▶ **Assigned task**
In the policy bulletin on biologic materials for bone regeneration, translate this sentence into Spanish: "Some plans exclude coverage for services or supplies that we consider medically necessary."

▶ **Text shown**
☆ ☆ ☆ ☆

Biologic Materials To Aid in Osseous Tissue Regeneration (005)

Number: 005
(Update)

Subject: Biologic Materials To Aid in Osseous Tissue Regeneration

Reviewed: March 13, 2014

Important Note

This Clinical Policy Bulletin explains how we determine whether certain services or supplies are medically necessary. We made these decisions based on a review of currently available clinical information including:

  • Clinical outcome studies in the peer-reviewed published medical and dental literature
  • Regulatory status of the technology
  • Evidence-based guidelines of public health and health research agencies
  • Evidence-based guidelines and positions of leading national health professional organizations
  • Views of physicians and dentists practicing in relevant clinical areas
  • Other relevant factors

We expressly reserve the right to revise these conclusions as clinical information changes, and welcome further relevant information.

Each benefits plan defines which services are covered, which are excluded and which are subject to dollar caps or other limits. Members and their dentists will need to consult the member's benefits plan to determine if any exclusions or other benefits limitations apply to this service or supply. The conclusion that a particular service or supply is medically necessary does not guarantee that this service or supply is covered (that is, will be paid for by Aetna) for a particular member. The member's benefits plan determines coverage. Some plans exclude coverage for services or supplies that we consider medically necessary. If there is a discrepancy between this policy and a member's plan of benefits, the benefits plan will govern. In addition, coverage may be mandated by applicable legal requirements of a state, the federal government or CMS for Medicare and Medicaid members.

☆ ☆ ☆ ☆

▶ **Records shown**
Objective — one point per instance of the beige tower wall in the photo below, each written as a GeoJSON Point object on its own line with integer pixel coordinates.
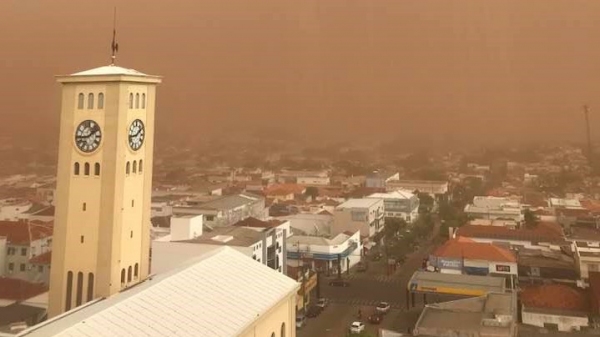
{"type": "Point", "coordinates": [112, 234]}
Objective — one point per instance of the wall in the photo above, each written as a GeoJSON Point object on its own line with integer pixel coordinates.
{"type": "Point", "coordinates": [565, 323]}
{"type": "Point", "coordinates": [281, 315]}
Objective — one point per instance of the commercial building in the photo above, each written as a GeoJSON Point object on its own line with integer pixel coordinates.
{"type": "Point", "coordinates": [208, 296]}
{"type": "Point", "coordinates": [492, 314]}
{"type": "Point", "coordinates": [364, 215]}
{"type": "Point", "coordinates": [399, 204]}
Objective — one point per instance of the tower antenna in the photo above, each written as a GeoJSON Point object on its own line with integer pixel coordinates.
{"type": "Point", "coordinates": [115, 45]}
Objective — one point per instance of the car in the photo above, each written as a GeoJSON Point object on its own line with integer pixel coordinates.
{"type": "Point", "coordinates": [322, 303]}
{"type": "Point", "coordinates": [300, 321]}
{"type": "Point", "coordinates": [339, 283]}
{"type": "Point", "coordinates": [376, 317]}
{"type": "Point", "coordinates": [383, 307]}
{"type": "Point", "coordinates": [357, 327]}
{"type": "Point", "coordinates": [313, 311]}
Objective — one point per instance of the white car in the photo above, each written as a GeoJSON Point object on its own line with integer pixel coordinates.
{"type": "Point", "coordinates": [383, 307]}
{"type": "Point", "coordinates": [357, 327]}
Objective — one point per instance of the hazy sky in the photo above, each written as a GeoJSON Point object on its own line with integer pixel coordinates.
{"type": "Point", "coordinates": [476, 70]}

☆ ☆ ☆ ☆

▶ **Task answer**
Algunos planes excluyen la cobertura de servicios o suministros que consideramos médicamente necesarios.